### Task instructions
Add 40 to every coordinate in the answers, and write out each line of the data below with that change. Leave the pictures out.

Extracted records
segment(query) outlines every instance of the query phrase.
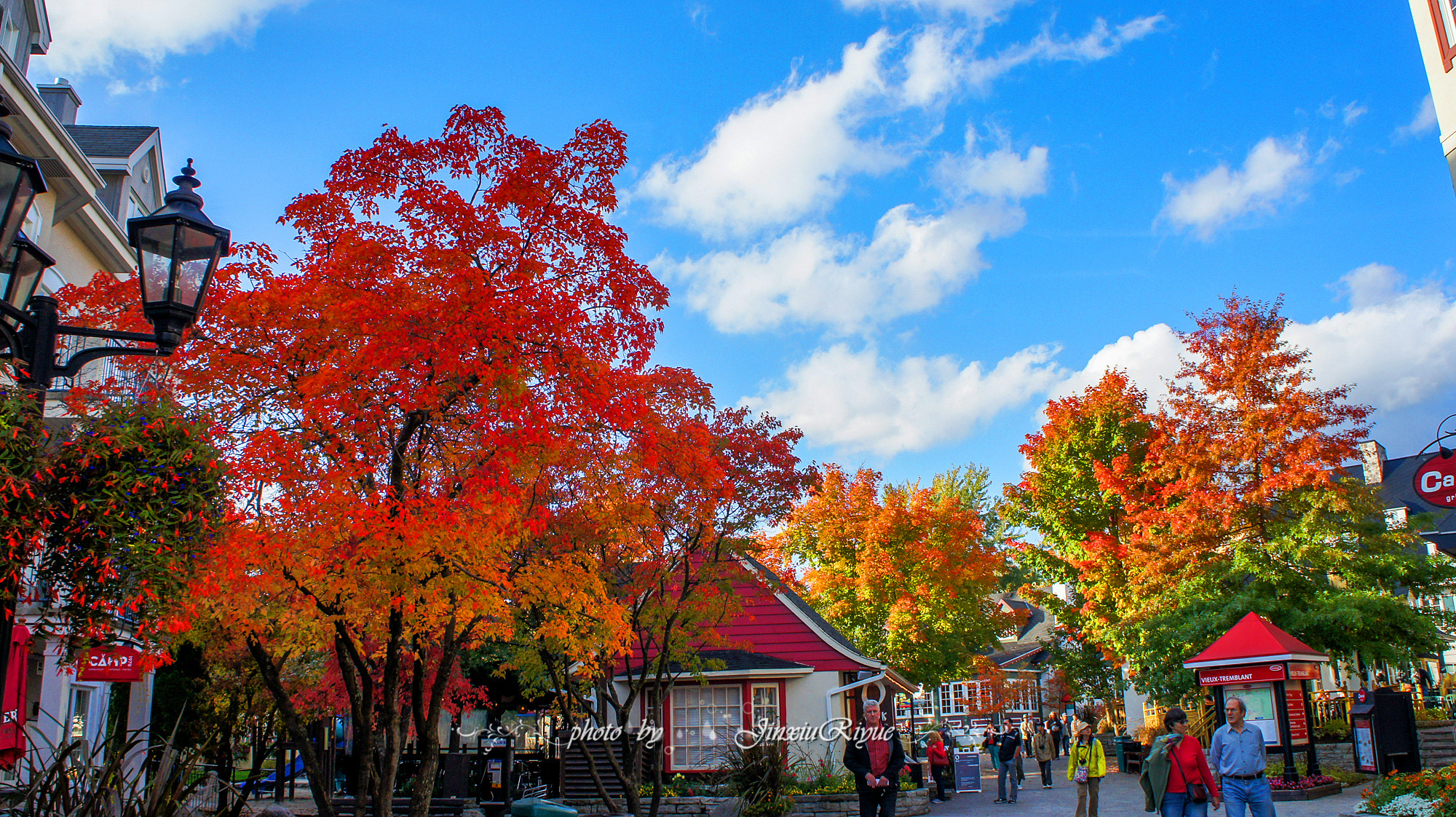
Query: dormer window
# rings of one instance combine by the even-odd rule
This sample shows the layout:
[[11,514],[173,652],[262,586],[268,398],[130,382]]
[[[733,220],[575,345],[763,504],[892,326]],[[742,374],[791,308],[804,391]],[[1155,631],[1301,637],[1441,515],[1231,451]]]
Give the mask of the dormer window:
[[0,25],[0,48],[4,48],[16,63],[23,63],[22,55],[17,48],[20,45],[20,26],[15,23],[15,16],[6,15],[3,25]]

### Result for this exercise
segment(query) outlines every instance of the query phrase.
Query: dormer window
# rings of one instance combine by the even-odd rule
This sample shows the layout:
[[11,514],[173,652],[262,586],[268,398],[130,382]]
[[[733,220],[575,345],[763,504],[892,326]],[[742,374],[791,308],[804,391]],[[1155,631],[1301,637],[1441,515],[1231,451]]]
Give the mask of the dormer window:
[[40,65],[40,88],[44,88],[56,103],[63,103],[62,95],[57,88],[60,85],[60,66],[55,63],[55,56],[46,55],[43,65]]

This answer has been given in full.